ENTRIES PROVIDED:
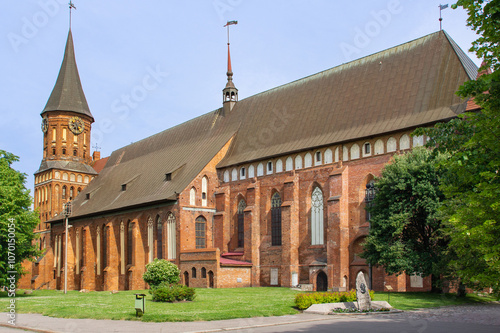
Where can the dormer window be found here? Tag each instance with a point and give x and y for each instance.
(367, 148)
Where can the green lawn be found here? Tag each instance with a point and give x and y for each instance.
(210, 304)
(412, 301)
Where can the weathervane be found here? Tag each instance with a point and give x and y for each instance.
(441, 7)
(71, 6)
(227, 25)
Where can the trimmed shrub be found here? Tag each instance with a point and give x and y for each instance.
(172, 293)
(305, 300)
(161, 272)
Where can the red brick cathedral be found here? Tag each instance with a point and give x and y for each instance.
(270, 190)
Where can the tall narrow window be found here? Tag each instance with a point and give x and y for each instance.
(150, 240)
(159, 238)
(99, 250)
(276, 219)
(82, 250)
(241, 223)
(130, 245)
(200, 228)
(317, 228)
(204, 190)
(172, 246)
(369, 196)
(104, 251)
(122, 248)
(192, 196)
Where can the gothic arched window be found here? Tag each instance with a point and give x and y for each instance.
(159, 238)
(241, 223)
(130, 239)
(276, 219)
(171, 247)
(201, 233)
(104, 251)
(317, 223)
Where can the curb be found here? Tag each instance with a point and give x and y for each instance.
(24, 328)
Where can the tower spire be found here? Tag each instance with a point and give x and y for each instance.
(230, 93)
(71, 6)
(68, 94)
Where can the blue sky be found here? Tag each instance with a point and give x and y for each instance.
(183, 45)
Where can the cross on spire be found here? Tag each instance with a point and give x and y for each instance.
(71, 6)
(230, 93)
(441, 7)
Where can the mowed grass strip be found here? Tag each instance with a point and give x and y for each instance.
(210, 304)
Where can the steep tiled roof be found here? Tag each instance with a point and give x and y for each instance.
(409, 85)
(99, 164)
(183, 151)
(67, 94)
(66, 165)
(406, 86)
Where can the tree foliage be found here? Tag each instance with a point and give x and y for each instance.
(16, 219)
(470, 177)
(405, 231)
(161, 272)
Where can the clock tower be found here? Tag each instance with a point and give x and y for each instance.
(66, 166)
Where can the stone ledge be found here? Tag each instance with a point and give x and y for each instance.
(327, 308)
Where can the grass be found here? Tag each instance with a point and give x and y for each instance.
(210, 304)
(412, 301)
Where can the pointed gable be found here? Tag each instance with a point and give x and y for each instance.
(68, 94)
(403, 87)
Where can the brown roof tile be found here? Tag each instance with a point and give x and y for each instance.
(403, 87)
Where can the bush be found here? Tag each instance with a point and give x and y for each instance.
(161, 272)
(305, 300)
(172, 293)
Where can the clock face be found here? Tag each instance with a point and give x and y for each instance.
(76, 125)
(45, 125)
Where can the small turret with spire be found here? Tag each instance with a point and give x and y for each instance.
(230, 93)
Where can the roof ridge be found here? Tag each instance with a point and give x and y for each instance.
(67, 94)
(338, 67)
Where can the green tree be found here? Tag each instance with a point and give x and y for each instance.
(161, 272)
(17, 220)
(470, 177)
(405, 230)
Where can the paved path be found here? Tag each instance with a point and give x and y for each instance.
(476, 318)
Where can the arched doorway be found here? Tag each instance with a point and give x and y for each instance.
(210, 279)
(321, 282)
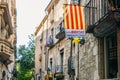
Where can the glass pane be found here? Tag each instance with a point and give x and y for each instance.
(112, 65)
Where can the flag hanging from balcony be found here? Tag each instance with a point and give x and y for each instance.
(74, 21)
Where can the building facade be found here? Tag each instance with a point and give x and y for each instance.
(98, 58)
(7, 39)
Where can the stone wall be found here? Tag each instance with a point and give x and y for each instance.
(89, 59)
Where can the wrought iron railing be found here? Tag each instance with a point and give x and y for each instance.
(5, 47)
(49, 41)
(97, 9)
(94, 10)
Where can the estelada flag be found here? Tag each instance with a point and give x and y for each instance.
(74, 21)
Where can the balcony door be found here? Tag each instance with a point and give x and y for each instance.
(111, 56)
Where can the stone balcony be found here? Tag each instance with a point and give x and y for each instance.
(6, 50)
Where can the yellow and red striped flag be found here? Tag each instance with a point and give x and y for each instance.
(74, 21)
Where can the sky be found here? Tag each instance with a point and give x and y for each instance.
(29, 15)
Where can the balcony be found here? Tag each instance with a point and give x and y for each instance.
(59, 72)
(103, 21)
(5, 51)
(60, 31)
(49, 41)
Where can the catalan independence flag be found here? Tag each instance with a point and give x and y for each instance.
(74, 21)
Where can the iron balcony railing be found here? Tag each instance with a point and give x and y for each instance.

TASK:
Copy out every one of the lines above word for word, leaving out the pictures.

RESULT OF THIS TASK:
Where can the dormer window be found here? Tag each instance with a point and give x and y for each instance.
(367, 148)
Where can the green lawn be found here? Tag each instance with a point and give x and y for each instance.
(210, 304)
(412, 301)
Where can the weathervane be found here? Tag each instance with a point and give x and y for each instance.
(441, 7)
(71, 6)
(227, 25)
Where can the trimmed shrub be found here? Tag each instance with a point and give x and y for each instance.
(172, 293)
(305, 300)
(161, 272)
Where can the red brick cathedral be found here? Tag each instance with a point and give x and y for each instance.
(270, 190)
Where can the tall narrow window be found here? Tag each instance with a point and give x and y for each instance.
(150, 240)
(159, 238)
(99, 250)
(276, 219)
(82, 250)
(241, 223)
(130, 245)
(200, 228)
(317, 228)
(204, 190)
(172, 246)
(369, 196)
(104, 251)
(122, 248)
(192, 196)
Where can the gothic arched window be found here? Tag each instance with a point and give x and y for each instance.
(159, 238)
(241, 223)
(130, 239)
(276, 219)
(171, 247)
(201, 233)
(104, 251)
(317, 223)
Where can the curb be found here? Tag each instance with a point and give x and y for each instance.
(24, 328)
Where can the tower spire be found here? Tag each instance with a point and give x and y for each instance.
(230, 93)
(71, 6)
(68, 94)
Where can the blue sky be found here? Tag each instance with a point and give x and y for each instance.
(183, 45)
Where can the cross on spire be found here? Tag each instance with a point and give x and y for each instance.
(71, 6)
(230, 93)
(441, 7)
Where can the mowed grass strip be found here? Tag each instance with a point and give x and y for each instance.
(210, 304)
Where can the steep tiled roof be found here? Tag each instance with a point and give x and y for each instance.
(409, 85)
(99, 164)
(183, 151)
(67, 94)
(66, 165)
(406, 86)
Where can the tree foliage be found here? Tag each instance with a point and give x and y for each instance.
(16, 219)
(470, 177)
(405, 231)
(161, 272)
Where can the clock tower be found here? Tag each instance with a point and give x and y for each instance.
(66, 166)
Where can the stone ledge be found here? Tag each instance with a point and give x and y for each instance.
(327, 308)
Where can the grass be found here? Tag each instance with a point and give x and y for each instance.
(210, 304)
(412, 301)
Where can the pointed gable be found here? Tag each instance with a point and give x and y for each instance.
(68, 94)
(403, 87)
Where can the brown roof tile be found here? Tag each instance with a point and give x and y for each instance.
(403, 87)
Where can the bush be found here? Tag each instance with a point and give x and y for each instance.
(161, 272)
(305, 300)
(172, 293)
Where can the clock face be found here? Tag each instance with a point and give x and y for each instance.
(76, 125)
(45, 125)
Where can the small turret with spire be found here? Tag each instance with a point and give x and y for each instance.
(230, 93)
Where can the roof ridge be found here? Tag each instance with a point and give x and y for each instance.
(67, 94)
(338, 67)
Where can the green tree be found here? Tag each instance with a point and give x and y for each instance.
(161, 272)
(17, 220)
(470, 177)
(405, 230)
Where can the paved path be found here? Tag each instance with a point and give x and y for each instance.
(476, 318)
Where can the arched doorway be found here? Tag each instance with a point and give x and y for each instance.
(210, 279)
(321, 282)
Where can the glass pane be found here? Tag each instance with a point and give x and y for each instance.
(112, 65)
Where can the flag hanging from balcony be found here? Tag each instance with a point and give x and y for each instance.
(74, 21)
Where can the building facade be found here? Tag each instance with a point and give x and y for each instance.
(98, 58)
(7, 39)
Where can the stone wall be found here? Tag each instance with a point and give x and y for each instance.
(89, 59)
Where can the wrought iron railing be found here? Tag each instance with a point and give x and y for each instance.
(5, 47)
(49, 41)
(97, 9)
(94, 10)
Where can the estelada flag be found here? Tag each instance with a point and give x and y for each instance.
(74, 21)
Where can the balcony door be found here? Tag each instance with a point and give x and y for each instance.
(111, 56)
Where can the stone balcony be found here? Tag each instance with a point and give x and y for each instance.
(6, 50)
Where can the yellow and red striped flag be found here? Tag each instance with a point and give x and y for each instance.
(74, 21)
Where can the sky be found here? Tag each instance with a point and give x and y for each instance.
(29, 15)
Where can the balcony be found here? Tag each instance with a point and give x and y for each instance.
(59, 72)
(103, 21)
(5, 51)
(60, 31)
(49, 41)
Where can the catalan independence flag be found here? Tag each instance with a point and give x and y for each instance.
(74, 21)
Where can the iron balcony railing be found here? Tag each instance with a point and give x and y for each instance.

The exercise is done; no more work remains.